### Directions for this task
Without any alteration, retype the records that appear below.

### Task material
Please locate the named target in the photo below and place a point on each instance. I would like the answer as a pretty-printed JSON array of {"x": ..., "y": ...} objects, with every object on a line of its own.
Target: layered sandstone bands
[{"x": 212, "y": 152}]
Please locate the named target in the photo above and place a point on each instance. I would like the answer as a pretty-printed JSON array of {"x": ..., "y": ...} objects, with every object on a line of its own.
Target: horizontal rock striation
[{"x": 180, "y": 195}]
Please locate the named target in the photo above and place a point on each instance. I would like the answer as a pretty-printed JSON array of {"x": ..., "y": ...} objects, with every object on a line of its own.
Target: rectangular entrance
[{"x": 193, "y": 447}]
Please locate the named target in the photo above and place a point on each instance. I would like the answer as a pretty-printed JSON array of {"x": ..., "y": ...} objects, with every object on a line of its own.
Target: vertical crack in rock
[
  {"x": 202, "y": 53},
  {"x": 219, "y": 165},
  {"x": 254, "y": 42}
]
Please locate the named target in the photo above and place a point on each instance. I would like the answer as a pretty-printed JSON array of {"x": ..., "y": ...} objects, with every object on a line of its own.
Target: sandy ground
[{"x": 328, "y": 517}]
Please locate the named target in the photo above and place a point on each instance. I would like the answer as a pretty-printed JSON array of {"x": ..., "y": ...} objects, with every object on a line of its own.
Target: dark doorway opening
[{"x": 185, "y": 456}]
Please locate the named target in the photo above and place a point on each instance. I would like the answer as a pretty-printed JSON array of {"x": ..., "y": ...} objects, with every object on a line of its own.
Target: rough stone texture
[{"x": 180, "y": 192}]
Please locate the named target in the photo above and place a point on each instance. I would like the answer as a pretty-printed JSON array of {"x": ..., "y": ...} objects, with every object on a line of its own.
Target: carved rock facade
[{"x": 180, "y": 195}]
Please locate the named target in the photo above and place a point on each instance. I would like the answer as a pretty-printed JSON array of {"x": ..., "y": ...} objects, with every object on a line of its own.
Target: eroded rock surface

### Output for this exercise
Please locate the named target in the photo below and place a point on each instance. I would like the answer as a pretty-printed JSON array of {"x": ..., "y": ...} objects, with every object on a line of its own.
Target: layered sandstone bands
[{"x": 212, "y": 152}]
Please locate the named target in the photo above and place a point on each instance. I would like the answer as a pretty-printed JSON array of {"x": ..., "y": ...} objects, with every object on a line of its own.
Target: horizontal rock striation
[{"x": 180, "y": 195}]
Please locate the named target in the photo above and place a point on each instance. I would like the answer as a pretty-printed JSON array of {"x": ..., "y": ...} objects, with every object on a line of its own.
Target: rectangular entrance
[{"x": 193, "y": 447}]
Please locate the named target in the photo above and place a point on each instance. I would like the answer as a pretty-printed JSON array of {"x": ..., "y": ...} objects, with every object on a line of its own.
Target: vertical crack in rock
[
  {"x": 202, "y": 53},
  {"x": 219, "y": 165},
  {"x": 254, "y": 42}
]
Please locate the named target in the photo above and place a point on each instance. I would like the answer as a pretty-printed JSON array of {"x": ..., "y": ...} objects, with every object on a line of its own.
Target: sandy ground
[{"x": 328, "y": 517}]
Please locate the named target in the photo above and place a point on each instance. I would like the answer as a pretty-printed JSON array of {"x": ..., "y": ...} objects, with every object on a line of its own.
Target: dark doorway opening
[{"x": 185, "y": 456}]
Please locate the named target in the photo above and place a point on each instance. I would like the answer as a pretty-printed JSON array of {"x": ..., "y": ...} objects, with every object on a line of its own.
Target: rough stone texture
[{"x": 180, "y": 192}]
Please locate the named target in the photo above and place a point on each instance. I would like the answer as a pretty-printed JSON array of {"x": ..., "y": ...} objects, with every object on a line of its own.
Target: carved rock facade
[{"x": 180, "y": 195}]
Please locate the named target in the photo above and place a point on each instance. I would like the answer as a pretty-printed JSON array of {"x": ..., "y": ...} objects, with every object on a line of its own.
Target: eroded rock surface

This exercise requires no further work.